=== SELECTED EXTRACT ===
++++++++
1)      Proper Noun – When the noun or the name is used for one particular thing or person, it is known as proper noun; like,

John is a good boy.

New York is a busy city.

John and New York, both are examples of proper noun.

2)      Common Noun – When the noun or the name is common to every thing or person of same kind, it is known as common noun; like,

Tiger is a fierce animal.

Here, the noun Tiger denotes every tiger in any part of this world.

  • When the common noun means only one person or one thing at a time, the common noun is in the Singular number; like, ‘goat’, ‘man’, ‘snake’ etc.
  • When the common noun means more than one person or one thing, it is in the Plural number. In other words, when a common noun means several things or persons of same kind at a time, it is in Plural number; like, ‘goats’, ‘men’, ‘snakes’ etc.

N.B. – Since, a proper noun relates only one particular thing or person; it can be in the Singular number only. However, a common noun relates either one or more than one person or thing; and so, can be in both Singular number and Plural number.
++++++++
=== GIVEN REQUEST 1 ===
Reproduce the passage on proper and common nouns in full, with no changes.
++++++++
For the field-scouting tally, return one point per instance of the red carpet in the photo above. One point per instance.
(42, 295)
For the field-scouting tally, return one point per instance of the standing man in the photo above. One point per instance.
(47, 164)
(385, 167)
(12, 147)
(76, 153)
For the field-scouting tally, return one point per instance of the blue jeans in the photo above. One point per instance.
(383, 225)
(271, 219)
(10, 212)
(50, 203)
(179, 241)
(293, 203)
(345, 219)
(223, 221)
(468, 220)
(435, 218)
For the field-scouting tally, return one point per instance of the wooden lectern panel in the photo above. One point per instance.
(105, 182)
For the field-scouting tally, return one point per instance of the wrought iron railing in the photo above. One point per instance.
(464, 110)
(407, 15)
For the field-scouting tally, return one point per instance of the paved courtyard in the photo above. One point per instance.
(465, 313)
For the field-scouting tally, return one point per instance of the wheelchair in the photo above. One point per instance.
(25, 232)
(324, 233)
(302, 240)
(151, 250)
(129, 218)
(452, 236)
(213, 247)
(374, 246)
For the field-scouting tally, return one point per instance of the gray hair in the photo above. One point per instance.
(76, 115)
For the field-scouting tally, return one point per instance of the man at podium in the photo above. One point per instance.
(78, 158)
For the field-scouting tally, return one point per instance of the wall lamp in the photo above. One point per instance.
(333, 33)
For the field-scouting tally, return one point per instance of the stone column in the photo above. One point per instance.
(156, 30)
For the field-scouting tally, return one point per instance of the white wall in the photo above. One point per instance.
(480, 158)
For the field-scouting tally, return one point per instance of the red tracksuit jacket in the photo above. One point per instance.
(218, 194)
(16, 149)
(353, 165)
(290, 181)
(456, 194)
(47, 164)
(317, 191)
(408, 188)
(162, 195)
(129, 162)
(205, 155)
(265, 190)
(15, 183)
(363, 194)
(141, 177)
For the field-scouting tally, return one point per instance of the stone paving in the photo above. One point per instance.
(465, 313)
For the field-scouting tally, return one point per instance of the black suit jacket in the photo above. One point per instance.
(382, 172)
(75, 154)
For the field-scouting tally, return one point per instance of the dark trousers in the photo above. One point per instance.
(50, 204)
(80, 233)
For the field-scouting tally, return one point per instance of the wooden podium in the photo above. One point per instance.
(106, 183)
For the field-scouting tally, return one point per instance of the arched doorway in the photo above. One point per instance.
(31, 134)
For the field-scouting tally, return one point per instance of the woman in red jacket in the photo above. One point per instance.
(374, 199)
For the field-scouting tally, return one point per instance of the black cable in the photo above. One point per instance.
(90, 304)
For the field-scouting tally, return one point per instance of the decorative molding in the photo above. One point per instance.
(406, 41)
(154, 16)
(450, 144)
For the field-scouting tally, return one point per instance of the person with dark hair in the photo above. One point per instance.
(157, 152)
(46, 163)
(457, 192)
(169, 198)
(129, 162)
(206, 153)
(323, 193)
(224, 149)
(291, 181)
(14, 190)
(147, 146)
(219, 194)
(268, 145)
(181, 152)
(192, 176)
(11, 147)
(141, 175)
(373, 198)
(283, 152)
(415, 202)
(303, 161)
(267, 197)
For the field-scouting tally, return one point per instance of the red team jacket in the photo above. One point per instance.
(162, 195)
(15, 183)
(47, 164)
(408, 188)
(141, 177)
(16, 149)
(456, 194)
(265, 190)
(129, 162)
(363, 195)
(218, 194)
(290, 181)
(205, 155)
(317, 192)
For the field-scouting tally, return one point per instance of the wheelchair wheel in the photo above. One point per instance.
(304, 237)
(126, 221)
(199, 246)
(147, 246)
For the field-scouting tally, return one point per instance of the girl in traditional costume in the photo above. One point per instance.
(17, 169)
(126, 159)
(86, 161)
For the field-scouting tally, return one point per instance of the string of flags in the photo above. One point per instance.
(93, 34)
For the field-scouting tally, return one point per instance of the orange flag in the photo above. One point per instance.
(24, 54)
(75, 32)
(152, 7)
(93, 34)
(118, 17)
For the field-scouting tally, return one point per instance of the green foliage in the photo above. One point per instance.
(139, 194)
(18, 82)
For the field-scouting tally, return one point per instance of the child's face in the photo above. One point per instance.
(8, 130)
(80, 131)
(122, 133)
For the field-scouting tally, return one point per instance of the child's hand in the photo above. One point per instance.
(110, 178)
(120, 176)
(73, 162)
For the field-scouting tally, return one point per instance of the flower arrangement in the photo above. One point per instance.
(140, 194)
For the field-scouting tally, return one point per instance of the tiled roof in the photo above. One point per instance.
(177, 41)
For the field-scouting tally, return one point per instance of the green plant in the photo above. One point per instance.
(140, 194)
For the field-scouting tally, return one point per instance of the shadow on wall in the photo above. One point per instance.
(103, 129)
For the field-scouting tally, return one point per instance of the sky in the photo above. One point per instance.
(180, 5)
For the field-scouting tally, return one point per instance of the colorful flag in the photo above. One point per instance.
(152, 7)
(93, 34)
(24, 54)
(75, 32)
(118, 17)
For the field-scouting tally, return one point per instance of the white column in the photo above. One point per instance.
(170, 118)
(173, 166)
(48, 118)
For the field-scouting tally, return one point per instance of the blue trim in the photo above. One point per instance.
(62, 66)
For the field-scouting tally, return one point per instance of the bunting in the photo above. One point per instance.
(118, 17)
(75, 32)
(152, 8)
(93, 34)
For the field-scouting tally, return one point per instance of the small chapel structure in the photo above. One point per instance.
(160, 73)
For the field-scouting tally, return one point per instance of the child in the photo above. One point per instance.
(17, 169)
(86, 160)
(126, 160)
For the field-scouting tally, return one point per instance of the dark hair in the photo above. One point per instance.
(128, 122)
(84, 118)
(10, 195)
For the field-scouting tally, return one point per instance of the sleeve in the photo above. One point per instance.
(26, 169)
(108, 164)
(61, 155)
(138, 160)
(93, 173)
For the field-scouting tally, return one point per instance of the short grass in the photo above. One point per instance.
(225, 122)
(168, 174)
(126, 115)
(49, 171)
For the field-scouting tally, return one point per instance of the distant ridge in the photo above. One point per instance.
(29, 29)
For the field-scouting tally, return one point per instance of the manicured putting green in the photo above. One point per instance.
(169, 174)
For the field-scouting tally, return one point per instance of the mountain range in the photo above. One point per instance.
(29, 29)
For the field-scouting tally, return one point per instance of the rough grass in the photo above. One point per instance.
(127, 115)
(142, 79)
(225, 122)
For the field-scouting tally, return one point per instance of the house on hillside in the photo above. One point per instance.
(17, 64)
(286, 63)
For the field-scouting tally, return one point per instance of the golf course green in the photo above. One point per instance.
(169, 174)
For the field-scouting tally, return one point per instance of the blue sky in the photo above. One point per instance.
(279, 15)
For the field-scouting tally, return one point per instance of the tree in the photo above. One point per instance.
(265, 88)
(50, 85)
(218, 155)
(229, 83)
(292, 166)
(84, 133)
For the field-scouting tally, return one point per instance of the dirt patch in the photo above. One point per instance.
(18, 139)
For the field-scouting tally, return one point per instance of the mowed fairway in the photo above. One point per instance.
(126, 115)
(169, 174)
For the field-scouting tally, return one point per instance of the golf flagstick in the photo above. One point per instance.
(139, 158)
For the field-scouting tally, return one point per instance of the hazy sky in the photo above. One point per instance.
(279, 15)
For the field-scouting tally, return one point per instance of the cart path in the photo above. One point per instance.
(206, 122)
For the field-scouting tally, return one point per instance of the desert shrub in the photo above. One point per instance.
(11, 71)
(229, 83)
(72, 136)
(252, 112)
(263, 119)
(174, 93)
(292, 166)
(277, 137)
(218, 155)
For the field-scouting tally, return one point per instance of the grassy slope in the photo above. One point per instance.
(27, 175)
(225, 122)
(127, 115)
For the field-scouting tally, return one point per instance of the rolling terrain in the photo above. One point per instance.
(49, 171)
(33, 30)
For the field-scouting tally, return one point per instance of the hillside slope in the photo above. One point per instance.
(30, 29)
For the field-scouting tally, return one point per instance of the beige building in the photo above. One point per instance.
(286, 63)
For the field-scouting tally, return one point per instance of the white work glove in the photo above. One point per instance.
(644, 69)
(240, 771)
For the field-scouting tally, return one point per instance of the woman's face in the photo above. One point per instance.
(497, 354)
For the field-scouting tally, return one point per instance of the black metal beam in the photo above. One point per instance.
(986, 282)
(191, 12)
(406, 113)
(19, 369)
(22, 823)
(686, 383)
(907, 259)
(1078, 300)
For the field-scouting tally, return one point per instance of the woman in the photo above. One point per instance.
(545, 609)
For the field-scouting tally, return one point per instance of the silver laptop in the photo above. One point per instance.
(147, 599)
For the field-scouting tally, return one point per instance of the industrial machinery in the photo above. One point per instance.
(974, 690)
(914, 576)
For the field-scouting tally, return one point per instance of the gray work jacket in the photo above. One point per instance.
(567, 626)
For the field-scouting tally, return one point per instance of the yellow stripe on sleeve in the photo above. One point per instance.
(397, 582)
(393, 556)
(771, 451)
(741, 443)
++++++++
=== GIVEN REQUEST 2 ===
Find every line in the rows that contains the string "column" and copy each of those lines. Case counts.

=== EXERCISE RESULT 1 ===
1)      Proper Noun – When the noun or the name is used for one particular thing or person, it is known as proper noun; like,

John is a good boy.

New York is a busy city.

John and New York, both are examples of proper noun.

2)      Common Noun – When the noun or the name is common to every thing or person of same kind, it is known as common noun; like,

Tiger is a fierce animal.

Here, the noun Tiger denotes every tiger in any part of this world.

  • When the common noun means only one person or one thing at a time, the common noun is in the Singular number; like, ‘goat’, ‘man’, ‘snake’ etc.
  • When the common noun means more than one person or one thing, it is in the Plural number. In other words, when a common noun means several things or persons of same kind at a time, it is in Plural number; like, ‘goats’, ‘men’, ‘snakes’ etc.

N.B. – Since, a proper noun relates only one particular thing or person; it can be in the Singular number only. However, a common noun relates either one or more than one person or thing; and so, can be in both Singular number and Plural number.

=== EXERCISE RESULT 2 ===
For the field-scouting tally, return one point per instance of the stone column in the photo above. One point per instance.
For the field-scouting tally, return one point per instance of the white column in the photo above. One point per instance.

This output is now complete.